→ Exercise objective: Your answer must be an exact transcription of every entry.

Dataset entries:
══════════════════════════════
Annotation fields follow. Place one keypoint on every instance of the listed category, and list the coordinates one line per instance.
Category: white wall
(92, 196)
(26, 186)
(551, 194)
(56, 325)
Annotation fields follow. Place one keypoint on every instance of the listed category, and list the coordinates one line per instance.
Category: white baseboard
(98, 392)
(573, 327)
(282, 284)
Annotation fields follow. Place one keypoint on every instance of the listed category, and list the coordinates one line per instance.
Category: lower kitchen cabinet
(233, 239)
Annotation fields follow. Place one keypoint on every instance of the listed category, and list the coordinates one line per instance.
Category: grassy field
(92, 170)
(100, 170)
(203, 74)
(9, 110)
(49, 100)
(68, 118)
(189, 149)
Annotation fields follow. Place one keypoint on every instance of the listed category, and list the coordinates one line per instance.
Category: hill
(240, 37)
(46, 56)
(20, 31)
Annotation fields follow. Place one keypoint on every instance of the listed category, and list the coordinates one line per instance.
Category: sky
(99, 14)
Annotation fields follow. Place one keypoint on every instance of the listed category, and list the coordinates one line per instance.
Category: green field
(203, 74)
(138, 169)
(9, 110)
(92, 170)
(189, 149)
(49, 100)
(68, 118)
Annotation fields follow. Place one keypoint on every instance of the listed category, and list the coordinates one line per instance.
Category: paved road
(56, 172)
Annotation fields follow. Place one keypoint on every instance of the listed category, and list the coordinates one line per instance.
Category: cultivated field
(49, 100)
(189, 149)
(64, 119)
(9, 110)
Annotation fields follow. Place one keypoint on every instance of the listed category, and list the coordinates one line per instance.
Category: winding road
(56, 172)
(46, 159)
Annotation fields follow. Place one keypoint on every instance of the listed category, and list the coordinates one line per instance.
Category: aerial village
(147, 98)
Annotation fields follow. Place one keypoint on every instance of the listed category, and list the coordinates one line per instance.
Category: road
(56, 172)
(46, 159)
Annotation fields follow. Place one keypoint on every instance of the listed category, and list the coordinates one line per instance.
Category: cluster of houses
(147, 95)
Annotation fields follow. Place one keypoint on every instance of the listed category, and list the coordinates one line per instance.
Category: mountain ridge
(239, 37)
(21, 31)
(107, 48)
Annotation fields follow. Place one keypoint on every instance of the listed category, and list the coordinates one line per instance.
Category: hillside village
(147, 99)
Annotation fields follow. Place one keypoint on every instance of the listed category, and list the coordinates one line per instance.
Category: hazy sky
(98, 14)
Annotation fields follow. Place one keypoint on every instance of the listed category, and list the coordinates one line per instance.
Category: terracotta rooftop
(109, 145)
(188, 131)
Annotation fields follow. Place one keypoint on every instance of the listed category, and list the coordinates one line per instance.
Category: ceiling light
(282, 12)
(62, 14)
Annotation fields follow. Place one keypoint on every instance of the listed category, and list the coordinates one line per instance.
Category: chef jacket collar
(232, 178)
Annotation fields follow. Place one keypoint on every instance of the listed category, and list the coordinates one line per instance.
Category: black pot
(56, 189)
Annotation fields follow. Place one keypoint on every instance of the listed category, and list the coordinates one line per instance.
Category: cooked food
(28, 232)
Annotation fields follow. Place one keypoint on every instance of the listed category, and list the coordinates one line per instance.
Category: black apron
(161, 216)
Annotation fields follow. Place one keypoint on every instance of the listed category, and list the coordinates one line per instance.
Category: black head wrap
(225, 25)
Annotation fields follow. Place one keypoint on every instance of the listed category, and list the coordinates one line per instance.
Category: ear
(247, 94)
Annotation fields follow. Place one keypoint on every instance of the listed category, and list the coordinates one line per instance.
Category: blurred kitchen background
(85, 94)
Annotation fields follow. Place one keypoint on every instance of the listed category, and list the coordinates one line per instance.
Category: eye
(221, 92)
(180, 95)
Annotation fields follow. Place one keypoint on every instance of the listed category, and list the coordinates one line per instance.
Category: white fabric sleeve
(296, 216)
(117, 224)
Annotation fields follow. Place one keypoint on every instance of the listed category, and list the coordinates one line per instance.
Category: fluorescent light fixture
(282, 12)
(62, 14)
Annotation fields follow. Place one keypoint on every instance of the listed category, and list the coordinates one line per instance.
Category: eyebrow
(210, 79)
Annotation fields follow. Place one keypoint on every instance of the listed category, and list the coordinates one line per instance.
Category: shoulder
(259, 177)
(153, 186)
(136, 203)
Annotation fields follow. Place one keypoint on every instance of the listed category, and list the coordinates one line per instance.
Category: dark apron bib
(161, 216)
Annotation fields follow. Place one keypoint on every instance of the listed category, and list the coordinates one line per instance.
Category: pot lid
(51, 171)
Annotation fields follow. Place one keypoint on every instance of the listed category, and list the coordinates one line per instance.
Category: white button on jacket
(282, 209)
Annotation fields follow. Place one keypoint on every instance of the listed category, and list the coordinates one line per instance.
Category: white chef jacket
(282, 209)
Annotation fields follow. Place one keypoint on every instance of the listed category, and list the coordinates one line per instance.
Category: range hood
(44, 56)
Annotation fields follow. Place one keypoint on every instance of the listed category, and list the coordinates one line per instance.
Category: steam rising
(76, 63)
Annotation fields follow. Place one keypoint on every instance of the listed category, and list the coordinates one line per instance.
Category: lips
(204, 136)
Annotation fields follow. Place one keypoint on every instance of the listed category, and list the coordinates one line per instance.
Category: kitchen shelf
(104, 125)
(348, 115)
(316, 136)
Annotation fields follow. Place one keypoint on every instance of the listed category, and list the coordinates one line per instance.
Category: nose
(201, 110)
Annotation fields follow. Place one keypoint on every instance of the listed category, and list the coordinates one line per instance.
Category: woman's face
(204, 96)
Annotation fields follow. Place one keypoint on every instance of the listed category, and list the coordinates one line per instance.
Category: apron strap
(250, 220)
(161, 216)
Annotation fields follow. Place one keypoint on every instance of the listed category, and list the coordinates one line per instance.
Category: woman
══════════════════════════════
→ Response area:
Annotation fields follow. Place one keypoint on every instance of the listed category, and list the coordinates one line per instance.
Category: white wall
(92, 196)
(26, 186)
(551, 194)
(56, 325)
Annotation fields follow. Place one keypoint on every instance of the listed category, and list the coordinates one line per instance.
Category: white baseboard
(98, 392)
(573, 327)
(282, 284)
Annotation fields follow. Place one keypoint on every instance of the listed category, and list the coordinates one line per instance.
Category: lower kitchen cabinet
(233, 239)
Annotation fields follow. Place one keypoint on every instance of the listed category, and list the coordinates one line per instance.
Category: grassy field
(92, 170)
(100, 170)
(203, 74)
(9, 110)
(49, 100)
(68, 118)
(189, 149)
Annotation fields follow. Place one keypoint on every instance of the listed category, and list the coordinates one line per instance.
Category: hill
(240, 37)
(46, 56)
(20, 31)
Annotation fields follow. Place one keypoint on every instance of the listed category, and list the coordinates one line per instance.
Category: sky
(99, 14)
Annotation fields follow. Place one keypoint on every instance of the listed category, and list the coordinates one line per instance.
Category: green field
(203, 74)
(138, 169)
(9, 110)
(92, 170)
(189, 149)
(49, 100)
(68, 118)
Annotation fields follow. Place one keypoint on every instance of the listed category, and list the coordinates one line per instance.
Category: paved road
(56, 172)
Annotation fields follow. Place one keypoint on every instance of the listed category, and list the coordinates one line per instance.
Category: cultivated field
(49, 100)
(189, 149)
(64, 119)
(9, 110)
Annotation fields follow. Place one keypoint on every instance of the listed category, and list the coordinates one line per instance.
Category: winding road
(56, 172)
(46, 159)
Annotation fields follow. Place one keypoint on every instance of the listed category, and list the coordinates one line per instance.
Category: aerial village
(147, 98)
Annotation fields follow. Place one keypoint on every instance of the listed category, and list the coordinates one line per instance.
Category: road
(56, 172)
(46, 159)
Annotation fields follow. Place one keypoint on every instance of the listed category, and list the coordinates one line per instance.
Category: cluster of houses
(147, 95)
Annotation fields follow. Place one keypoint on every instance of the listed category, and list the coordinates one line per instance.
Category: mountain ridge
(239, 37)
(21, 31)
(107, 48)
Annotation fields follow. Place one keypoint on every instance of the listed category, and list the coordinates one line per instance.
Category: hillside village
(147, 99)
Annotation fields follow. Place one keypoint on every instance of the listed category, and list the coordinates one line per instance.
Category: hazy sky
(98, 14)
Annotation fields follow. Place one keypoint on every instance of the listed category, and list the coordinates one line per instance.
Category: terracotta rooftop
(109, 145)
(188, 131)
Annotation fields follow. Place one keypoint on every instance of the listed category, and list the coordinates one line per instance.
Category: ceiling light
(282, 12)
(62, 14)
Annotation fields follow. Place one keypoint on every instance of the listed category, and list the coordinates one line per instance.
Category: chef jacket collar
(232, 178)
Annotation fields follow. Place one keypoint on every instance of the listed category, and list the coordinates one line per instance.
Category: black pot
(56, 189)
Annotation fields follow. Place one keypoint on every instance of the listed category, and list the coordinates one line per instance.
Category: cooked food
(28, 232)
Annotation fields follow. Place one keypoint on every instance of the listed category, and list the coordinates one line per instance.
Category: black apron
(161, 216)
Annotation fields follow. Place one keypoint on every instance of the listed category, and list the coordinates one line per instance.
Category: black head wrap
(225, 25)
Annotation fields follow. Place one keypoint on every instance of the listed category, and list the coordinates one line per instance.
Category: ear
(247, 94)
Annotation fields follow. Place one keypoint on every instance of the listed category, and list the coordinates one line per instance.
Category: blurred kitchen background
(85, 94)
Annotation fields follow. Place one keypoint on every instance of the listed category, and list the coordinates one line per instance.
Category: eye
(221, 92)
(180, 95)
Annotation fields follow. Place one keypoint on every instance of the listed category, and list the coordinates one line per instance.
Category: white fabric sleeve
(296, 216)
(117, 224)
Annotation fields follow. Place one keypoint on every instance of the listed category, and list the coordinates one line per instance.
Category: fluorescent light fixture
(282, 12)
(62, 14)
Annotation fields follow. Place one keypoint on every instance of the listed category, and list the coordinates one line per instance.
Category: eyebrow
(210, 79)
Annotation fields follow. Place one keypoint on every instance of the listed category, and list the coordinates one line per instance.
Category: shoulder
(259, 177)
(153, 186)
(136, 203)
Annotation fields follow. Place one keypoint on every instance of the listed category, and list the coordinates one line per instance.
Category: dark apron bib
(161, 216)
Annotation fields follow. Place one keypoint on every instance of the listed category, and list the coordinates one line per instance.
Category: pot lid
(51, 171)
Annotation fields follow. Place one keypoint on every instance of the listed category, and list the coordinates one line per instance.
Category: white button on jacket
(282, 209)
Annotation fields follow. Place one keypoint on every instance of the listed category, and list the coordinates one line per instance.
Category: white chef jacket
(282, 209)
Annotation fields follow. Place one keypoint on every instance of the listed category, and list the coordinates one line per instance.
Category: range hood
(44, 56)
Annotation fields follow. Place one keypoint on every instance of the listed category, and list the coordinates one line per instance.
Category: steam rising
(76, 63)
Annotation fields follow. Place one keypoint on every instance of the listed category, and list the coordinates one line per instance.
Category: lips
(204, 136)
Annotation fields follow. Place one keypoint on every instance of the listed category, and list the coordinates one line per instance.
Category: kitchen shelf
(104, 125)
(348, 115)
(316, 136)
Annotation fields follow. Place one keypoint on every instance of the listed category, and list the coordinates one line per instance.
Category: nose
(201, 110)
Annotation fields follow. Place one keypoint on every instance of the listed category, and list the coordinates one line per instance.
Category: woman's face
(204, 96)
Annotation fields follow. Place one keypoint on every instance of the listed category, and list the coordinates one line per instance.
Category: apron strap
(250, 220)
(161, 216)
Annotation fields follow. Place one keypoint on every instance of the listed category, and list the coordinates one line per instance.
Category: woman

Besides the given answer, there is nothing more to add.